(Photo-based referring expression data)
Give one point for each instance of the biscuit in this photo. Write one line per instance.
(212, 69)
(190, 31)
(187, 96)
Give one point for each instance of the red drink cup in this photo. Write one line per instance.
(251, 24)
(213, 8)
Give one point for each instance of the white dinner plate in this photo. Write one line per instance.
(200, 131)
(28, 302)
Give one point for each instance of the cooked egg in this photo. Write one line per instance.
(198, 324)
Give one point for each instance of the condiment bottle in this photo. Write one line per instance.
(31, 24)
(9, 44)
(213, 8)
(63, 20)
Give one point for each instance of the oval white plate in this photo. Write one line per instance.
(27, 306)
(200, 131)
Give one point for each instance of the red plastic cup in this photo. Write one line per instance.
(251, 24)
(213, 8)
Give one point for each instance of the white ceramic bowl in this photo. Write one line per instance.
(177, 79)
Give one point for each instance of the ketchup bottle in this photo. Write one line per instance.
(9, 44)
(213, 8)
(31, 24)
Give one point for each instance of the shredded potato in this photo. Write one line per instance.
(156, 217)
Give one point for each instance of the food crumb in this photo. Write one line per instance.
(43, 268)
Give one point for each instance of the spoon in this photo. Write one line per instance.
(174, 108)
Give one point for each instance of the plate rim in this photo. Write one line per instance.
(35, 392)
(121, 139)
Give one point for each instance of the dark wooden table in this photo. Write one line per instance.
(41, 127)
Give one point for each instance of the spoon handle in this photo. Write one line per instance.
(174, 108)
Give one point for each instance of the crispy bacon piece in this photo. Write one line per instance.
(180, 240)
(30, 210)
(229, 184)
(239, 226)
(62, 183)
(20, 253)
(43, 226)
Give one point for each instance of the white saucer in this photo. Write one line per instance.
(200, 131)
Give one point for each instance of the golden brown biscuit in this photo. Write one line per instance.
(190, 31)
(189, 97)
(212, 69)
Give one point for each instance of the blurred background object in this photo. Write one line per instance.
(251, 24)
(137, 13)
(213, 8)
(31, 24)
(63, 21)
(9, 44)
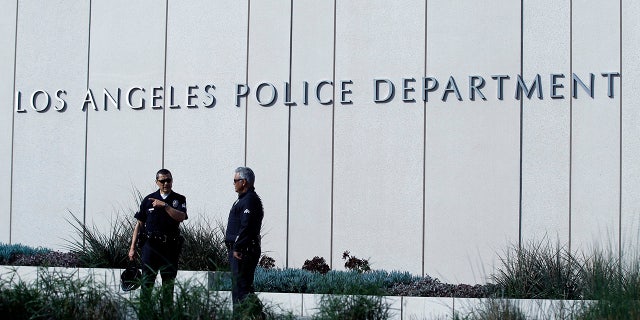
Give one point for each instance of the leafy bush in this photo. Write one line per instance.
(10, 252)
(102, 250)
(317, 264)
(204, 247)
(267, 262)
(355, 264)
(59, 296)
(539, 270)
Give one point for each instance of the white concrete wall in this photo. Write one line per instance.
(472, 154)
(49, 147)
(630, 95)
(311, 134)
(546, 125)
(204, 145)
(7, 56)
(595, 168)
(378, 148)
(438, 188)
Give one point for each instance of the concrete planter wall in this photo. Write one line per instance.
(306, 305)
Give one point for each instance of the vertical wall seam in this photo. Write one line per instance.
(521, 124)
(424, 146)
(620, 146)
(570, 118)
(289, 135)
(86, 130)
(13, 120)
(333, 131)
(246, 80)
(164, 79)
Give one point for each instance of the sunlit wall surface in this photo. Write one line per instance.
(426, 136)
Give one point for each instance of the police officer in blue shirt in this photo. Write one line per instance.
(157, 234)
(242, 236)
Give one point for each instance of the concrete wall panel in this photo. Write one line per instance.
(379, 148)
(630, 95)
(205, 143)
(7, 58)
(472, 155)
(546, 124)
(124, 147)
(311, 133)
(48, 146)
(595, 189)
(268, 126)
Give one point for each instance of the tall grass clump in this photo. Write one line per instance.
(204, 247)
(613, 285)
(57, 295)
(9, 252)
(538, 270)
(98, 249)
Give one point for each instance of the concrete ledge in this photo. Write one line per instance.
(306, 305)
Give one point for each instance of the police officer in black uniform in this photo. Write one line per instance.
(243, 234)
(157, 234)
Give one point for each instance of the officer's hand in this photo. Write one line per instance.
(157, 203)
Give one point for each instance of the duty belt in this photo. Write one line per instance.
(162, 237)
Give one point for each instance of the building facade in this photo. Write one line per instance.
(427, 136)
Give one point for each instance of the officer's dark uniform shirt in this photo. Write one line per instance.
(157, 220)
(245, 221)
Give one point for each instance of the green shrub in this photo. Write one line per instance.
(539, 270)
(96, 249)
(204, 247)
(9, 252)
(59, 296)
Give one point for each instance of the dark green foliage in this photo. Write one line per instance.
(352, 307)
(539, 270)
(10, 252)
(103, 250)
(355, 264)
(267, 262)
(58, 296)
(333, 282)
(204, 247)
(317, 264)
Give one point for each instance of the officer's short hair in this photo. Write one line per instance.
(247, 174)
(163, 172)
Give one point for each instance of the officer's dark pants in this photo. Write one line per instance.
(159, 256)
(242, 273)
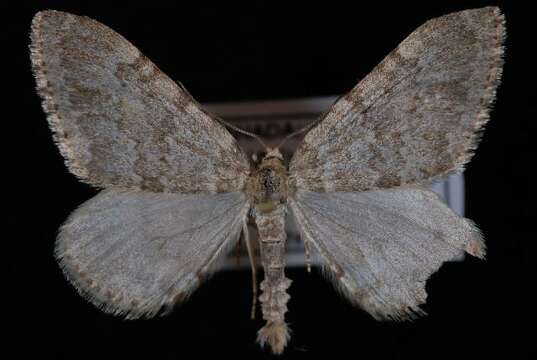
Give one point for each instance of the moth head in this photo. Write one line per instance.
(273, 153)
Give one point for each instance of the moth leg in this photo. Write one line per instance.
(238, 252)
(252, 264)
(308, 254)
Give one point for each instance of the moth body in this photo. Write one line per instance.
(267, 188)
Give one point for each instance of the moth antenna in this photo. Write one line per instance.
(219, 119)
(252, 264)
(239, 130)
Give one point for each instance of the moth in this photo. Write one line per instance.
(178, 190)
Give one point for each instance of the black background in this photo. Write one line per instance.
(261, 50)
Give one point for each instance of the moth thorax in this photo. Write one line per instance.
(268, 184)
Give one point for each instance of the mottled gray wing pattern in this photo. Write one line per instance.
(414, 118)
(381, 246)
(134, 253)
(119, 121)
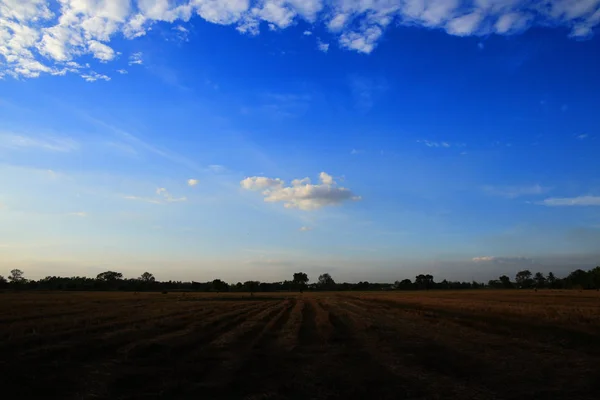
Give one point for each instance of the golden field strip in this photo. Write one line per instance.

- _YOUR ASSIGNMENT_
Leave the pictures out and reproduce all of the records exactly.

- _EXERCISE RESPONSE_
Give one point for each instance of the biscuit in this photo. Write one line per instance.
(212, 69)
(190, 31)
(187, 96)
Give one point for each instance of the red drink cup in this photo. Write one line per instance.
(251, 24)
(213, 8)
Give one point for each instance of the white dinner plate in this photo. Write one line per instance.
(200, 131)
(28, 302)
Give one point for each instance of the cooked egg in this photo. Write one line per instance.
(198, 324)
Give one point for each instance of the condiment bottle in this photo. Write one line per instance.
(31, 24)
(9, 44)
(213, 8)
(63, 20)
Give one point for each instance of the oval white plate in this photo. Write one line per instance.
(27, 306)
(200, 131)
Give one point for each instance of the red plastic cup in this photo. Write one line per instance.
(251, 24)
(213, 8)
Give one point for each instance of the white ceramic bowl in this photo. Write one line per instance.
(177, 79)
Give one point for each instance of the ketchup bottle in this photo. Write one line per instance.
(9, 44)
(213, 8)
(31, 24)
Give one point for each instance of the shredded potato in this photo. Write one line per instance.
(156, 217)
Give one point for each instance of the food crumb in this photo. Write one line per instance.
(43, 268)
Give one point for each instance of the spoon in this photo. Write one line per instance.
(174, 108)
Give one point for each instance of the plate rim in this photo. Write one line per instance.
(35, 392)
(121, 139)
Give one point for each instance of the dark wooden table in this photo. Write one line per instance.
(41, 127)
Give one point for each instance of the spoon handle in this photo. Write one line per instance.
(174, 108)
Give one point for each instance of the crispy bacon piece in this photo. Write one line per instance.
(180, 240)
(30, 210)
(229, 184)
(239, 226)
(62, 183)
(20, 253)
(43, 226)
Give one point for each instance of the white saucer in this photo. Write one line per instance.
(200, 131)
Give one point for each instance of the golden brown biscuit in this photo. Write one line per instance.
(190, 31)
(189, 97)
(212, 69)
Give one point for each instance of the blurred background object in this photo. Write one line per instance.
(251, 24)
(137, 13)
(213, 8)
(31, 24)
(63, 21)
(9, 44)
Give one point for each instance of the leafy bush in this photo. Write one line per instance.
(10, 252)
(102, 250)
(317, 264)
(204, 247)
(267, 262)
(355, 264)
(59, 296)
(539, 270)
Give one point for each instance of the white concrete wall in this photo. Write one line per instance.
(472, 154)
(49, 147)
(630, 95)
(311, 134)
(546, 125)
(204, 145)
(7, 56)
(595, 168)
(378, 148)
(438, 188)
Give one point for each instance of the concrete planter wall in this photo. Write one line per instance.
(306, 305)
Give one point for each instance of the vertical wall seam in this photo. Write one line per instance.
(521, 124)
(424, 146)
(620, 146)
(570, 118)
(289, 135)
(86, 130)
(13, 120)
(333, 131)
(246, 80)
(164, 79)
Give one point for each instance of the sunlit wall surface in this photo. Write one line per instance.
(426, 136)
Give one point for each instance of the police officer in blue shirt in this photo. Write one line per instance.
(157, 234)
(242, 236)
Give one point for each instance of the concrete wall panel in this photo. Write one line per instance.
(379, 148)
(630, 95)
(205, 143)
(7, 58)
(472, 155)
(546, 124)
(124, 147)
(311, 133)
(48, 146)
(595, 189)
(268, 126)
Give one point for each instance of the tall grass clump in this photo. Write one line per instance.
(204, 247)
(613, 285)
(57, 295)
(9, 252)
(538, 270)
(98, 249)
Give one point for each instance of the concrete ledge in this photo. Write one line per instance.
(306, 305)
Give one point for each instance of the police officer in black uniform in this photo. Write one line per instance.
(243, 234)
(157, 234)
Give one point for each instance of the officer's hand in this photo. Write one line per instance.
(157, 203)
Give one point for each instance of the duty belt in this photo. Write one line per instance.
(162, 237)
Give one point for each instance of the building facade in this photo. Write one line per instance.
(427, 136)
Give one point for each instance of the officer's dark uniform shirt in this photo. Write one line per instance.
(157, 220)
(245, 221)
Give one point for each instance of the green shrub in this photo. Write one line per instance.
(539, 270)
(96, 249)
(204, 247)
(9, 252)
(59, 296)
Give one point for each instance of the dark green foliage in this photo. Write one line per instance.
(352, 307)
(539, 270)
(10, 252)
(103, 250)
(355, 264)
(267, 262)
(58, 296)
(333, 282)
(204, 247)
(317, 264)
Give one point for each instance of the officer's short hair in this photo. Write one line per instance.
(247, 174)
(163, 172)
Give one point for each instance of the officer's dark pants in this photo. Write one line per instance.
(159, 256)
(242, 273)
Give one point for each instance of the moth head in this photo. Write one line per instance.
(273, 153)
Give one point for each instance of the moth leg in this photo. Write one line per instance.
(238, 252)
(252, 264)
(308, 254)
Give one point for each instance of the moth body in this photo. Write one line per instance.
(267, 188)
Give one point for each instance of the moth antenna in this photo. Write one line per instance.
(219, 119)
(252, 264)
(239, 130)
Give one point for each instance of the moth in this photo. Write one line per instance.
(178, 190)
Give one point for each instance of the black background in this photo. Write one line per instance.
(261, 50)
Give one point for each instance of the moth thorax in this photo. Write one line per instance.
(268, 184)
Give one point for each instance of the mottled gray wing pattern in this photo. Write one line per instance.
(414, 118)
(381, 246)
(134, 253)
(119, 121)
Give one point for each instance of the golden field strip in this photo. Write one line per instance.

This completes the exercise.